[Saved entries]
▶
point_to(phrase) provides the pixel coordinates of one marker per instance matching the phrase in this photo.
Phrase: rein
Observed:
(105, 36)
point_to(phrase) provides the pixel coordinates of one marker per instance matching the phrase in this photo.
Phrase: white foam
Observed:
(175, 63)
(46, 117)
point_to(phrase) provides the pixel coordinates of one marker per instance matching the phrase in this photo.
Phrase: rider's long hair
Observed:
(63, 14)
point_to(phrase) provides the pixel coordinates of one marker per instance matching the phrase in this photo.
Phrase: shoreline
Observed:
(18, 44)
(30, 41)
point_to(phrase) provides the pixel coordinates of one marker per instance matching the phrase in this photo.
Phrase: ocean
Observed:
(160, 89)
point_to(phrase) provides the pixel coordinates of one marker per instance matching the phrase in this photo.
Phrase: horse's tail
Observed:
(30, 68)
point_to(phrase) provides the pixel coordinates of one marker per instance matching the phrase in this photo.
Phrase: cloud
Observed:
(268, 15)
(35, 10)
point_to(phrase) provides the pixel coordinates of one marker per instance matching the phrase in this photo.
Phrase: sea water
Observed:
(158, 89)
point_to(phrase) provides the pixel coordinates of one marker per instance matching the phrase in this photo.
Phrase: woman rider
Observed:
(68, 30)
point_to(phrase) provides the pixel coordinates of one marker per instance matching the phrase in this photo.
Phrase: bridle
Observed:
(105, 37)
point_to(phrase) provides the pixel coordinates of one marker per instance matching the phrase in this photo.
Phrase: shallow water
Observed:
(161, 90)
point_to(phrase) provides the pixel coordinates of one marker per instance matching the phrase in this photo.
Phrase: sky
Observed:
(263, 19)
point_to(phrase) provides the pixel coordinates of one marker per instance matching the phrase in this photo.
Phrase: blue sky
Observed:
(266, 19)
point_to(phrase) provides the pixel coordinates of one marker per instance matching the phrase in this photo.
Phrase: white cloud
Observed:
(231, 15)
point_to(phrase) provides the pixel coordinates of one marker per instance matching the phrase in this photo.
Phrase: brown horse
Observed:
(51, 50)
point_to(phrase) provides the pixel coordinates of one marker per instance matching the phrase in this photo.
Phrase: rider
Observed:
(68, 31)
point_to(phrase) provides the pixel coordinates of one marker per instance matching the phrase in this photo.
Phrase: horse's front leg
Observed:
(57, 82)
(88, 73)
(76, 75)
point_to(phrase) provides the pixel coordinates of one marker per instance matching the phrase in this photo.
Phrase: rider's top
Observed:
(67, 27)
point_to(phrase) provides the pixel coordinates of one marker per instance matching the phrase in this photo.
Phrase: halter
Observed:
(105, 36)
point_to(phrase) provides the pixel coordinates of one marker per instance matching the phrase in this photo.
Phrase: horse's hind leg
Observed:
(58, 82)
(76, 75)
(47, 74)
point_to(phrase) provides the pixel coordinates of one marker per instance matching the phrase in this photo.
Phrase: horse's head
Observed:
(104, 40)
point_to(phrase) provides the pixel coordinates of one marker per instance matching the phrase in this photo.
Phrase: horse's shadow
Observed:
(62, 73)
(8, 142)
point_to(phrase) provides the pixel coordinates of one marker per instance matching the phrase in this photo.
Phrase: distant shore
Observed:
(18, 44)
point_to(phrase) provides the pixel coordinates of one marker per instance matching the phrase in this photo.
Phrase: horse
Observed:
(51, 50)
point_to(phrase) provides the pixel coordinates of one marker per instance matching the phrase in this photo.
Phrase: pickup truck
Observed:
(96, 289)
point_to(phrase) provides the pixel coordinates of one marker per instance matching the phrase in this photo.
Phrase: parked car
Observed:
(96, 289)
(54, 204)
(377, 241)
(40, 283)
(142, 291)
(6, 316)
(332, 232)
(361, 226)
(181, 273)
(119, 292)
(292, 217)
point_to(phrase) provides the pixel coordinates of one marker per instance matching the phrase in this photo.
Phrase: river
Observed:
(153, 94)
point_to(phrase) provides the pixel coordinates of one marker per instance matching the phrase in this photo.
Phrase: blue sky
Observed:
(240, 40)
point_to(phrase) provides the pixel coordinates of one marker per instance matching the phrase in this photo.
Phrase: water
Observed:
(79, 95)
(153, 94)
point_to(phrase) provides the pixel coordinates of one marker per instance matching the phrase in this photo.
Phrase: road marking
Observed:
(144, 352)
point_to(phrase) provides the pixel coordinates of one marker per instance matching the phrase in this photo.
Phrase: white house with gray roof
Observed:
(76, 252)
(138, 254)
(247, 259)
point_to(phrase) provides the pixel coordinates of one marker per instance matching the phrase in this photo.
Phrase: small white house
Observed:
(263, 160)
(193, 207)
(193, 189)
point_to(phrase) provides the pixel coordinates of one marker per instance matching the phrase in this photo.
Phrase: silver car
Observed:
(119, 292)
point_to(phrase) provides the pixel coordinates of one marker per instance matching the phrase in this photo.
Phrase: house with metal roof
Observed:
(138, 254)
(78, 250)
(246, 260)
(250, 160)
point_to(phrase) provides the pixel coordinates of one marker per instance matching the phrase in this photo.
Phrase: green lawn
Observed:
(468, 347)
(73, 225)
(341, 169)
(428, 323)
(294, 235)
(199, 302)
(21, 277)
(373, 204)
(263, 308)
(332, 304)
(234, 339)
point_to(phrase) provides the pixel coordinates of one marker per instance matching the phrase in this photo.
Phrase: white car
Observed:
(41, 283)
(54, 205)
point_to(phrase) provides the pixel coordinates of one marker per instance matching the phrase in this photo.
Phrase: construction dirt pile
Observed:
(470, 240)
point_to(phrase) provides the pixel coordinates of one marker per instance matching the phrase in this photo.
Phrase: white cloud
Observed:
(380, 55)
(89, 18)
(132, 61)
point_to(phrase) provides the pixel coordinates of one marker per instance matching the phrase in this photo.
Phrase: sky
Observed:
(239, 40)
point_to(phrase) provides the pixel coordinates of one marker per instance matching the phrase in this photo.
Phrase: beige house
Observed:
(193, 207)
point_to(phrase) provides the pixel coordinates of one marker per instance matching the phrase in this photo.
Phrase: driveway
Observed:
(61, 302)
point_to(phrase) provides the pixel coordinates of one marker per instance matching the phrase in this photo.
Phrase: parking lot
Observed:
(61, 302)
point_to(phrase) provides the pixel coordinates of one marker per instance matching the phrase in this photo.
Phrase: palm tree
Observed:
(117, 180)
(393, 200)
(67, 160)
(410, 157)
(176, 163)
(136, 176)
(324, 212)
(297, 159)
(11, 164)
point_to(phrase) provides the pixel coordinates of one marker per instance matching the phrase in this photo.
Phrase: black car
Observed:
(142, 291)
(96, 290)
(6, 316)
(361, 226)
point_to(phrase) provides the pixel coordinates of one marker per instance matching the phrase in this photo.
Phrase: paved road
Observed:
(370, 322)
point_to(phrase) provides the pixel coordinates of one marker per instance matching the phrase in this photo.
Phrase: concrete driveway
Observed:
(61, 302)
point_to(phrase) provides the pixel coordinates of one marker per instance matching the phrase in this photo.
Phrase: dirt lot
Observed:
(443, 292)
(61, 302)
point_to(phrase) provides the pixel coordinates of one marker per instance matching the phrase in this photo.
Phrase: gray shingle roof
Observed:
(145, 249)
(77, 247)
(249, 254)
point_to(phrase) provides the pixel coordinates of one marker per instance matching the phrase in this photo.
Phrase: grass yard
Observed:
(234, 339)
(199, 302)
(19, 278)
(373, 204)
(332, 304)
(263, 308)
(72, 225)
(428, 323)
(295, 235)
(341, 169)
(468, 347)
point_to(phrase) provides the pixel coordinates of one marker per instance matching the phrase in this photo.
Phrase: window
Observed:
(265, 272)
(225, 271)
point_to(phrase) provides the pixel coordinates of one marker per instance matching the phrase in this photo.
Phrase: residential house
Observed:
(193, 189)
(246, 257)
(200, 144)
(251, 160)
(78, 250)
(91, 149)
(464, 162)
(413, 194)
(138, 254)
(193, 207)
◀
▶
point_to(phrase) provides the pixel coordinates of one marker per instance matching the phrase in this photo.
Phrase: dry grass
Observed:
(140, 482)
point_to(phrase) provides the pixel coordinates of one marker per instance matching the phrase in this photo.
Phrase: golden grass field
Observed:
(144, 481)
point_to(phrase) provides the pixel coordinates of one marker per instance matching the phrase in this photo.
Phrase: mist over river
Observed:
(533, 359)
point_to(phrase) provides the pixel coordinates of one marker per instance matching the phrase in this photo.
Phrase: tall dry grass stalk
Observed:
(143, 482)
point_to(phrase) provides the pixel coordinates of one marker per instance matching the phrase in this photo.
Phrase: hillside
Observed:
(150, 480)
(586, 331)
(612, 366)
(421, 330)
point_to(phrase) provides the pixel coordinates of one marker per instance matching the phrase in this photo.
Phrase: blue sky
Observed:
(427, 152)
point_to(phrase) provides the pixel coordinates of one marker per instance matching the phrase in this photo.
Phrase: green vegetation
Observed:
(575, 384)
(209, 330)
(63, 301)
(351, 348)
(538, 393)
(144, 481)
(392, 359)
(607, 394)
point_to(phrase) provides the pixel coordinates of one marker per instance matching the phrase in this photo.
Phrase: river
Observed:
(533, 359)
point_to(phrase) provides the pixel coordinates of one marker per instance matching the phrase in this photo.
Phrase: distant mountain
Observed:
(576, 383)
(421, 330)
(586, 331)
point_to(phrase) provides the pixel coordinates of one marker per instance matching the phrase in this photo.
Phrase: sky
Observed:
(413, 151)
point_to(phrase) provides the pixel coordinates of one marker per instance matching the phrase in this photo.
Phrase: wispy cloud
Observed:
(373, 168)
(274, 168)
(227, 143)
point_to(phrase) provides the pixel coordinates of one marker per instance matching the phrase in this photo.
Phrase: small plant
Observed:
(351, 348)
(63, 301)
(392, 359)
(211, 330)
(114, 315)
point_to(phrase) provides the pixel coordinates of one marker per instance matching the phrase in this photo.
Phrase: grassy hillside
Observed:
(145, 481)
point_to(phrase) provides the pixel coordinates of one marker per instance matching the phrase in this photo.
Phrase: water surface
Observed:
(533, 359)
◀
▶
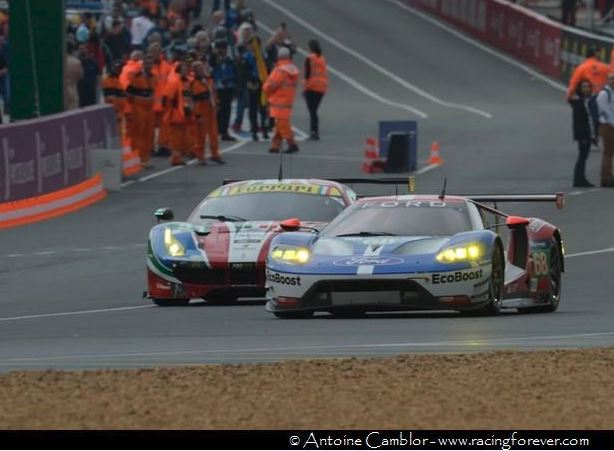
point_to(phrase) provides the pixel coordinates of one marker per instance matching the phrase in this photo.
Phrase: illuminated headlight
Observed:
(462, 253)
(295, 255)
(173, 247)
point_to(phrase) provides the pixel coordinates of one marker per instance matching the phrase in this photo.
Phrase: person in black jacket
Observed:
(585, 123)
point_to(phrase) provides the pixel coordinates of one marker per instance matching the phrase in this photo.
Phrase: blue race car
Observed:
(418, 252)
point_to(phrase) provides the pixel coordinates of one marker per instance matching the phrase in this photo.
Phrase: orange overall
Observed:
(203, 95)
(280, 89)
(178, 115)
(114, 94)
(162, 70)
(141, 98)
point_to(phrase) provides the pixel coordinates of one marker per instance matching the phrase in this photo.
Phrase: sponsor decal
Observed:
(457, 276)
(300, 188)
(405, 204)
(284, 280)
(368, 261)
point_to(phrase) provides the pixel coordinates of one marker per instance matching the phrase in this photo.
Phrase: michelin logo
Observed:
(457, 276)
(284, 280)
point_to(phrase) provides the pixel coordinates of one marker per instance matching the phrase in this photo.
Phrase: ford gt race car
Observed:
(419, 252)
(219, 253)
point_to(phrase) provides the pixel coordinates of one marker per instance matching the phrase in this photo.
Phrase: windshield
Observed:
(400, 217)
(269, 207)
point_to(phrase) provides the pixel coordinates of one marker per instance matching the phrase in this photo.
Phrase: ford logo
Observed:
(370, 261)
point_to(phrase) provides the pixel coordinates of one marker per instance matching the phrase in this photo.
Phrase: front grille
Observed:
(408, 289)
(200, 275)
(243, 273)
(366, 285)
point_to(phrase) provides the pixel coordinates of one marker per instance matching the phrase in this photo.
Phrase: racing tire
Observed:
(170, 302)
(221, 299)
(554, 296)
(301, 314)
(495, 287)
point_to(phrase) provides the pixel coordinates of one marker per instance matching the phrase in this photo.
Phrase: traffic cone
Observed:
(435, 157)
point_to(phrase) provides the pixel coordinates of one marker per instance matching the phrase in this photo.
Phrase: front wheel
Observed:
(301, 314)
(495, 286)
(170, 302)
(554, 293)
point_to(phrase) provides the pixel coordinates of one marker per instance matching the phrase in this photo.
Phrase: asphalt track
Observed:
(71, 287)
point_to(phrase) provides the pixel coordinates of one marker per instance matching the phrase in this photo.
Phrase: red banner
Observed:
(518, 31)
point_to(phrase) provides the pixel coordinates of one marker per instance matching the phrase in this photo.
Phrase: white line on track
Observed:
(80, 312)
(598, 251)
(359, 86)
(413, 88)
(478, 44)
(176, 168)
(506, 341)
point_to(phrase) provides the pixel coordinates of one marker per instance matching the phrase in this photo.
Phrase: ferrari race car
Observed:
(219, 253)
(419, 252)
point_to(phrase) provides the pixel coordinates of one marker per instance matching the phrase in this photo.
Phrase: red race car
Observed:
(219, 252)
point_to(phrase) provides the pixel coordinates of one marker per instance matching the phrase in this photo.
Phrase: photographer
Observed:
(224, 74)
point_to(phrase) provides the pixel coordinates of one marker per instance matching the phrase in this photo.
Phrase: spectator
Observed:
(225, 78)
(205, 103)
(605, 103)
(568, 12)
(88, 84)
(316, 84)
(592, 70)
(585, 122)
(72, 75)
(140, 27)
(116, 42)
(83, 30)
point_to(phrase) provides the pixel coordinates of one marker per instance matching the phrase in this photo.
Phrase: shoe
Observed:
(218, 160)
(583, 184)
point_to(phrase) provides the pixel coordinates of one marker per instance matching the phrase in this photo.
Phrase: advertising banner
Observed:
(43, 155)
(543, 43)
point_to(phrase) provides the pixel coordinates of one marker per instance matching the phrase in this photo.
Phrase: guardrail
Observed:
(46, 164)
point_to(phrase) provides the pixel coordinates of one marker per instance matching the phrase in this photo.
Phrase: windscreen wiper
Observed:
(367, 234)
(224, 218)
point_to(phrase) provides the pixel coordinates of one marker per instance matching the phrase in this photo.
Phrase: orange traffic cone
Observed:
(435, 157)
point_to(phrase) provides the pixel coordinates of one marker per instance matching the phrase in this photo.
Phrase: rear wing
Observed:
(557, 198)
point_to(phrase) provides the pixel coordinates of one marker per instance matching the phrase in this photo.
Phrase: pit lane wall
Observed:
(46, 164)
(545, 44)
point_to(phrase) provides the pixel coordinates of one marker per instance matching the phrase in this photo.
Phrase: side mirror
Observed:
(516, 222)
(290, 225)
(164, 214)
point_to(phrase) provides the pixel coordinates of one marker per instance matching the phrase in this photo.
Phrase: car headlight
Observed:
◀
> What to do
Where a line of the entries contains "cone", report that line.

> Exercise output
Phrase: traffic cone
Phrase: orange traffic cone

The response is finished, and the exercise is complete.